Start of Available data

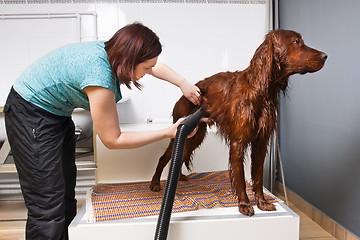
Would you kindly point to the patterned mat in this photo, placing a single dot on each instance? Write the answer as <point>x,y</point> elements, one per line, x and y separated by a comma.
<point>127,200</point>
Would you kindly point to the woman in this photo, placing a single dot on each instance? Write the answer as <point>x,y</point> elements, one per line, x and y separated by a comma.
<point>38,117</point>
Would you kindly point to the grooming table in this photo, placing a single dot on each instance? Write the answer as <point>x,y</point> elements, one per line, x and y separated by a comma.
<point>203,223</point>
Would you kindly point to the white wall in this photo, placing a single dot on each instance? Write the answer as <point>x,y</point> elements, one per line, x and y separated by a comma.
<point>199,39</point>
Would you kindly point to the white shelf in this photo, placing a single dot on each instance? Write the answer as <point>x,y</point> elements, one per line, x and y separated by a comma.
<point>217,223</point>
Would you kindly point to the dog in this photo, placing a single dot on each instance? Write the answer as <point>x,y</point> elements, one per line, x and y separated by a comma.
<point>243,105</point>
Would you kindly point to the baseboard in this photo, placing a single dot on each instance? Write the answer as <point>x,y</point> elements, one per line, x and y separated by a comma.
<point>320,218</point>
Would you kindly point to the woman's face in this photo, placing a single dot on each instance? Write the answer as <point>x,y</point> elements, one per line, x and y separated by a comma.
<point>145,68</point>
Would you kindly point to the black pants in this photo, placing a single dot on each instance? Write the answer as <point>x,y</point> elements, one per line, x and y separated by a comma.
<point>43,147</point>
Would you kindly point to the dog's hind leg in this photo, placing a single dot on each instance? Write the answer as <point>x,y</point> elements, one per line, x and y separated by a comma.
<point>258,152</point>
<point>237,175</point>
<point>190,146</point>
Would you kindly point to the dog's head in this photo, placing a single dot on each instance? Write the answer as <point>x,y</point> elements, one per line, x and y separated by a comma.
<point>282,54</point>
<point>294,55</point>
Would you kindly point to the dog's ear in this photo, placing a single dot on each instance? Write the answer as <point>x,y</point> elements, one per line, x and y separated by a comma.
<point>267,60</point>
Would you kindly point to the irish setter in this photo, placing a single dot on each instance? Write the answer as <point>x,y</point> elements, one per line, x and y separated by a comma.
<point>243,105</point>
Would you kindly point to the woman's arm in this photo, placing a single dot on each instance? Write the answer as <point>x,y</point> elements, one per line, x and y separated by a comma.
<point>190,91</point>
<point>105,119</point>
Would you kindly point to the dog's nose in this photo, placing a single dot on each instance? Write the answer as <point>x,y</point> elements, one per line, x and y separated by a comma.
<point>323,56</point>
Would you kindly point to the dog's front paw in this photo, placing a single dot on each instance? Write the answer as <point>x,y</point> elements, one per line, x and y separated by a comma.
<point>266,206</point>
<point>155,186</point>
<point>246,209</point>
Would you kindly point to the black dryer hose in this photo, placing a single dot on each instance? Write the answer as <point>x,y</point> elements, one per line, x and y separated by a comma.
<point>183,131</point>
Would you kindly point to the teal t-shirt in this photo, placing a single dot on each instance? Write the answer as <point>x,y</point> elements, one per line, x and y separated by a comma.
<point>56,81</point>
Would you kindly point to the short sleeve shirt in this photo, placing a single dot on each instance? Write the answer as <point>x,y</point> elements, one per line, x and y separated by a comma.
<point>56,81</point>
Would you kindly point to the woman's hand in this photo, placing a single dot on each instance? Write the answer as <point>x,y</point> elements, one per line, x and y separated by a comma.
<point>190,91</point>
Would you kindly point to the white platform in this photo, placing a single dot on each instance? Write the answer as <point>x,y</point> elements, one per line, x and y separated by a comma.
<point>217,223</point>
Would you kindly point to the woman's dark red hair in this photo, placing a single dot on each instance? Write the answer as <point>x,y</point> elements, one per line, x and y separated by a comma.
<point>131,45</point>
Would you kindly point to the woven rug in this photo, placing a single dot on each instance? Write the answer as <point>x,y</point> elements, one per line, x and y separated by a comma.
<point>127,200</point>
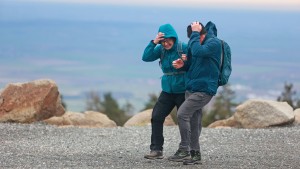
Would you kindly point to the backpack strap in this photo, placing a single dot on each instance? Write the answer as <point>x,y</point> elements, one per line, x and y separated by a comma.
<point>179,49</point>
<point>221,60</point>
<point>222,55</point>
<point>162,54</point>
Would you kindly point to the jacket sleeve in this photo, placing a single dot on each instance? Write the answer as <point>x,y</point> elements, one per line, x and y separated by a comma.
<point>186,63</point>
<point>152,52</point>
<point>197,49</point>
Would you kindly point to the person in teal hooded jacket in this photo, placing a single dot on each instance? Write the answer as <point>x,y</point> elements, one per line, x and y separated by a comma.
<point>203,69</point>
<point>167,48</point>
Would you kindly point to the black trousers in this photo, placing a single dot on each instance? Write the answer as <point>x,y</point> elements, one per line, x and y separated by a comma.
<point>163,107</point>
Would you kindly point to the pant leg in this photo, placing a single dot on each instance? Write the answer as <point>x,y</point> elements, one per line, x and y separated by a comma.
<point>196,120</point>
<point>189,116</point>
<point>161,110</point>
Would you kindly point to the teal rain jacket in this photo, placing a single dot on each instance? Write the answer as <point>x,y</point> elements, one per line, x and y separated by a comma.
<point>173,80</point>
<point>203,67</point>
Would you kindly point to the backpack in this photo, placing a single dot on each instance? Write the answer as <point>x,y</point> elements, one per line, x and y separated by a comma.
<point>179,52</point>
<point>225,64</point>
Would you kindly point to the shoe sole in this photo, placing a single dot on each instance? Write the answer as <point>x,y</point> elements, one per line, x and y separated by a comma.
<point>153,158</point>
<point>194,163</point>
<point>179,160</point>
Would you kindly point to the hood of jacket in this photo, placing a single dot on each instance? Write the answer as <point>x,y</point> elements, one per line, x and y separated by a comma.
<point>169,31</point>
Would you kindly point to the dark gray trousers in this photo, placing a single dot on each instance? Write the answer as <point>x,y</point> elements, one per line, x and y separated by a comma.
<point>189,120</point>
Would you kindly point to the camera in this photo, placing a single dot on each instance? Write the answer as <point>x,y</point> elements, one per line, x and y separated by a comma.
<point>189,31</point>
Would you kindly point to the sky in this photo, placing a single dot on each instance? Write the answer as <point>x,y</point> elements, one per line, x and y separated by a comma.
<point>240,4</point>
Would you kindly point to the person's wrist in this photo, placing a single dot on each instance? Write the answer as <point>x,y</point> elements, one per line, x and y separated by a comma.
<point>153,42</point>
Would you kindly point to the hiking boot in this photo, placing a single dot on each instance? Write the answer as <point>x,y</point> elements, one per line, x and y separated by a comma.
<point>195,158</point>
<point>180,155</point>
<point>154,154</point>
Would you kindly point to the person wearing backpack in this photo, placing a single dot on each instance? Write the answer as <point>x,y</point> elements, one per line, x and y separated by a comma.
<point>203,69</point>
<point>166,47</point>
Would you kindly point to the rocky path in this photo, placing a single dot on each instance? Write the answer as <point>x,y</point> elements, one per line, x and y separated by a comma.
<point>44,146</point>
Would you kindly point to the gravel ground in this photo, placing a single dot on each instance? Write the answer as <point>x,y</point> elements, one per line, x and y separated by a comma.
<point>43,146</point>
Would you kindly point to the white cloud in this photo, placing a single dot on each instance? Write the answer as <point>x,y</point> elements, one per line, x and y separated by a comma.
<point>240,87</point>
<point>261,4</point>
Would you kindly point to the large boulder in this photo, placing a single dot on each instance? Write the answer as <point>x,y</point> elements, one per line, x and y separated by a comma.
<point>30,102</point>
<point>144,119</point>
<point>263,113</point>
<point>88,119</point>
<point>297,117</point>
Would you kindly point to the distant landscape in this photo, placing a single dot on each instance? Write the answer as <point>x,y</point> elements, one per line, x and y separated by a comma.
<point>99,48</point>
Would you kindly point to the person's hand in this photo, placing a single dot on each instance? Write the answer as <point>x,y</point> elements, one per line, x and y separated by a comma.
<point>159,37</point>
<point>196,26</point>
<point>178,63</point>
<point>183,57</point>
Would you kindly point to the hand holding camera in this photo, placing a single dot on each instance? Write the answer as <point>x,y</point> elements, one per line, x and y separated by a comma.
<point>178,63</point>
<point>196,26</point>
<point>159,37</point>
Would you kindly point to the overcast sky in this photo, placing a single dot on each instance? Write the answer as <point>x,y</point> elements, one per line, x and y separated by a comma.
<point>240,4</point>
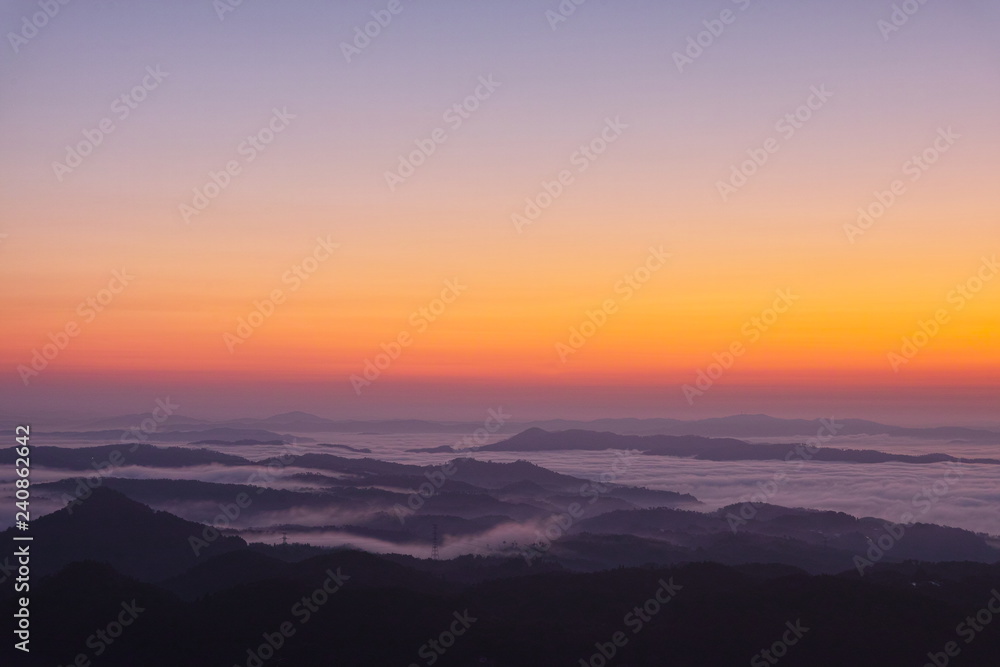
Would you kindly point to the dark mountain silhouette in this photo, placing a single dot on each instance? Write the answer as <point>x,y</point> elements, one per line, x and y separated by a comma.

End of Available data

→ **To be done**: Rewrite the stretch of lines from the one containing "Would you kindly point to the person wearing" through the one containing "<point>43,146</point>" as a numbered list, leaving out any blank lines.

→ **Solution to the problem**:
1. Would you kindly point to the person wearing backpack in this photo, placing a single dot on each instance? Write the answer as <point>x,y</point> elements, one per line, x and y separated by a comma.
2. <point>203,69</point>
3. <point>166,47</point>
4. Would you kindly point to the rocky path in this photo, placing a single dot on each instance? Write the answer as <point>x,y</point> elements, one per line, x and y separated by a comma.
5. <point>44,146</point>
6. Would you kindly point to the gravel ground in this photo, placing a single dot on each instance? Write the answer as <point>x,y</point> elements, one per line, x and y separated by a comma.
7. <point>43,146</point>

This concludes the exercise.